Work to do: Give the data below again, word for word.

Exercise input:
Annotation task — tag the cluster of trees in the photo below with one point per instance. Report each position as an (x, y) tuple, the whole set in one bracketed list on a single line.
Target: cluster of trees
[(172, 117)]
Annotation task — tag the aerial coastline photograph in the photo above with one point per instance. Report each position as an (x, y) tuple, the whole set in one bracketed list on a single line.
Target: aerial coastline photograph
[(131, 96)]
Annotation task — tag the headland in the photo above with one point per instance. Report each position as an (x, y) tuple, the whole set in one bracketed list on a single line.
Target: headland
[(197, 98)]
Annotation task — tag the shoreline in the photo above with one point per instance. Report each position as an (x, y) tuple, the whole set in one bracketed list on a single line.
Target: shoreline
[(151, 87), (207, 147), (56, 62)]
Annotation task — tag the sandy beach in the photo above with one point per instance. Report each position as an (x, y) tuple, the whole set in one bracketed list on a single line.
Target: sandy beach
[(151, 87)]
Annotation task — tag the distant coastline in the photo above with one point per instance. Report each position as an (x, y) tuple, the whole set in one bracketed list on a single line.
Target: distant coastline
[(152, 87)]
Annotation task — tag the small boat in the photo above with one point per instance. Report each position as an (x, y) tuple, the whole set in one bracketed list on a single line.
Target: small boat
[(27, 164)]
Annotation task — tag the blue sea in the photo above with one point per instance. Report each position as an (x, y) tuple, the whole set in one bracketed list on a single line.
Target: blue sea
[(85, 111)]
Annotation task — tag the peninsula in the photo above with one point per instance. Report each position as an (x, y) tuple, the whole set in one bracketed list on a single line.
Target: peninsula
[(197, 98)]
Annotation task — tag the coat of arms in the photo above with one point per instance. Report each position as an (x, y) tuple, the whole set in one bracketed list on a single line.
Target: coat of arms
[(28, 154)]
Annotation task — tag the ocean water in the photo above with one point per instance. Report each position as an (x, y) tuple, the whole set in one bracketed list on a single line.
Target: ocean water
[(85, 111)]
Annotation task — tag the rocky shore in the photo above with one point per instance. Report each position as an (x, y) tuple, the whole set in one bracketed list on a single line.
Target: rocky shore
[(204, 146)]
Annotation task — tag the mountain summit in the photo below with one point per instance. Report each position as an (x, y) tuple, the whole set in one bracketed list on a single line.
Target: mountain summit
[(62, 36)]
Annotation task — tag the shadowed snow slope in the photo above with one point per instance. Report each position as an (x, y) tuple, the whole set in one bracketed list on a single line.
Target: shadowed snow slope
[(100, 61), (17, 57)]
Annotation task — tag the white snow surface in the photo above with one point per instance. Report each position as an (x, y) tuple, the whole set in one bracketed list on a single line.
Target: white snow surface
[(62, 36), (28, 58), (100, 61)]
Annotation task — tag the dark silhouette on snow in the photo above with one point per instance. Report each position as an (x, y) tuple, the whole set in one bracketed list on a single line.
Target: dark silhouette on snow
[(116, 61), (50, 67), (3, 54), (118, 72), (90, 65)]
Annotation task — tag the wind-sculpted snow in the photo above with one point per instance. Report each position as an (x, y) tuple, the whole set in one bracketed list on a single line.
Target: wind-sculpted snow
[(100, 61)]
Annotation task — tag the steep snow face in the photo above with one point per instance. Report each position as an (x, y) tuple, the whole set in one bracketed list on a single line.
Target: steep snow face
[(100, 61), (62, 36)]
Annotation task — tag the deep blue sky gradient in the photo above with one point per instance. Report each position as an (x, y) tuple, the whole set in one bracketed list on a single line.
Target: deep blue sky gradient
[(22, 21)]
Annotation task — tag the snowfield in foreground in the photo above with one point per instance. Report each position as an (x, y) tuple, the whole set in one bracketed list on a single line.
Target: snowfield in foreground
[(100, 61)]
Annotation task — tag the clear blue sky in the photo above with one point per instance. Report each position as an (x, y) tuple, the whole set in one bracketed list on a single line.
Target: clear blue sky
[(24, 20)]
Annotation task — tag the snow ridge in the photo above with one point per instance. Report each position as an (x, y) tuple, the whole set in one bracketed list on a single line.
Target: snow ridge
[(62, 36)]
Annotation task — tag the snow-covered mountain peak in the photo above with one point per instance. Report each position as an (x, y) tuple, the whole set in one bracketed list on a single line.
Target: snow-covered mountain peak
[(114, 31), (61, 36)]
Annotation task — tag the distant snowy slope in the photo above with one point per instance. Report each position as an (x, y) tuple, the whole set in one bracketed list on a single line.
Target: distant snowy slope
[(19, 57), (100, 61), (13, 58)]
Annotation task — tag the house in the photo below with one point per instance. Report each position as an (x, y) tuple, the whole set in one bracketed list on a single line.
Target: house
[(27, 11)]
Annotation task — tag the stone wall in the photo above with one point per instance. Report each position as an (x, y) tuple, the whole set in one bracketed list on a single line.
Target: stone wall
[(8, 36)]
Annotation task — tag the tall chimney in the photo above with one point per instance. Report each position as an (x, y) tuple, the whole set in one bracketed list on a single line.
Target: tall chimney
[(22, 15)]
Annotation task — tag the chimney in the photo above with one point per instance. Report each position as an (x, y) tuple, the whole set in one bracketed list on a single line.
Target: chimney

Problem solution:
Annotation task — tag the cluster of trees in the photo below with one point per instance. Report each position as an (x, y) tuple, the whole set in one bracketed list on a single line.
Target: cluster of trees
[(172, 117)]
Annotation task — tag the aerial coastline photograph in the photo above with one point per instance. Report each position as an (x, y) tuple, the whole set in one bracketed list on a single line.
Target: aerial coastline photograph
[(131, 96)]
Annotation task — tag the headland in the photo above with one point per instance. Report each position as an (x, y) tuple, the whole set in one bracketed list on a single line.
Target: headland
[(197, 98)]
Annotation task — tag the shoreline in the photo above with one point per instance. Report each position as an (x, y) tuple, the whole set in one bracketed list on a single line.
Target: shoreline
[(151, 87), (207, 147), (56, 62)]
Annotation task — tag the sandy beach in the photo above with one point per instance. Report each position as an (x, y) tuple, the whole set in one bracketed list on a single line.
Target: sandy beach
[(151, 87)]
Annotation task — tag the distant coastline in the photo above with one point per instance. Report each position as an (x, y) tuple, the whole set in one bracketed list on a single line.
Target: distant coastline
[(152, 87)]
Annotation task — tag the small boat in the photo above with one point per instance. Report each position as an (x, y) tuple, the whole set in one bracketed list on a single line.
Target: small boat
[(27, 164)]
Annotation task — tag the blue sea in the photo above with one point per instance. Report each position as an (x, y) tuple, the whole set in one bracketed list on a single line.
Target: blue sea
[(85, 111)]
Annotation task — tag the peninsula in the photo above with one point per instance. Report each position as an (x, y) tuple, the whole set in one bracketed list on a single line.
Target: peninsula
[(197, 98)]
Annotation task — tag the coat of arms in the photo above with one point per instance. Report each position as an (x, y) tuple, the whole set in one bracketed list on a single line.
Target: coat of arms
[(28, 154)]
Annotation task — tag the ocean water in the photo above with one point per instance. Report each position as an (x, y) tuple, the whole set in one bracketed list on a single line.
Target: ocean water
[(85, 111)]
Annotation task — tag the rocky shore in the photo above with one point per instance. Report each position as an (x, y) tuple, the whole set in one bracketed list on a single line.
Target: rocky shore
[(204, 146)]
Annotation task — tag the mountain summit in the photo below with one point per instance. Report each position as an (x, y) tuple, the whole set in one bracketed list on a single line.
Target: mountain summit
[(62, 36)]
Annotation task — tag the shadowed snow slope in the photo above with one point per instance. Report each position as an (x, y) tuple, the whole set in one bracketed list on a single line.
Target: shadowed snow slope
[(100, 61), (17, 57)]
Annotation task — tag the white snow surface in the photo above with one point per instance. Report each position as an (x, y) tuple, the whole set in one bracketed list on a single line.
Target: white snow surface
[(62, 36), (28, 58), (100, 61)]
Annotation task — tag the dark silhouette on snow in the photo above with one point per instance. Report each position as an (x, y) tuple, the whole set in one bracketed list on a single line.
Target: dark silhouette on snow
[(116, 61), (50, 67), (3, 54), (118, 72), (90, 65)]
Annotation task — tag the wind-sculpted snow in the photo above with one point per instance. Report each position as an (x, y) tuple, the whole set in one bracketed list on a single line.
Target: wind-sculpted snow
[(100, 61)]
Annotation task — tag the steep snow face in the photo above with one point per instance. Report each position as an (x, y) tuple, the whole set in one bracketed list on a single line.
Target: steep snow face
[(100, 61), (62, 36)]
Annotation task — tag the deep blue sky gradient in the photo above with one point per instance. Report each position as an (x, y) tuple, the whole set in one bracketed list on a single line.
Target: deep blue sky gradient
[(22, 21)]
Annotation task — tag the snowfield in foreground in the photo above with one point per instance. Report each position as an (x, y) tuple, the whole set in one bracketed list on a single line.
Target: snowfield in foreground
[(100, 61)]
Annotation task — tag the clear blue sky in the photo above with one point per instance. Report each position as an (x, y) tuple, the whole set in one bracketed list on a single line.
Target: clear blue sky
[(24, 20)]
Annotation task — tag the snow ridge in the photo above with one point per instance. Report each position as an (x, y) tuple, the whole set in one bracketed list on a single line.
Target: snow ridge
[(62, 36)]
Annotation task — tag the snow-covered mountain peak in the photo above with one point per instance. Report each position as an (x, y) tuple, the whole set in one bracketed list on a single line.
Target: snow-covered mountain peak
[(114, 31), (61, 36)]
Annotation task — tag the distant snowy slope in the photo above with one point per instance. Report each position as an (x, y) tuple, the whole set in one bracketed list on a single line.
Target: distant snowy slope
[(19, 57), (100, 61), (13, 58)]
Annotation task — tag the house in the photo below with one point per instance. Report each position as an (x, y) tuple, the whole set in one bracketed list on a single line.
Target: house
[(27, 11)]
Annotation task — tag the stone wall in the photo above with one point per instance. Report each position as an (x, y) tuple, the whole set in one bracketed list on a single line.
Target: stone wall
[(8, 36)]
Annotation task — tag the tall chimney in the photo above with one point per instance. Report each position as an (x, y) tuple, the whole set in one bracketed list on a single line.
Target: tall chimney
[(22, 15)]
Annotation task — tag the chimney in the photo above with one point per instance. Report each position as an (x, y) tuple, the whole set in one bracketed list on a single line.
Target: chimney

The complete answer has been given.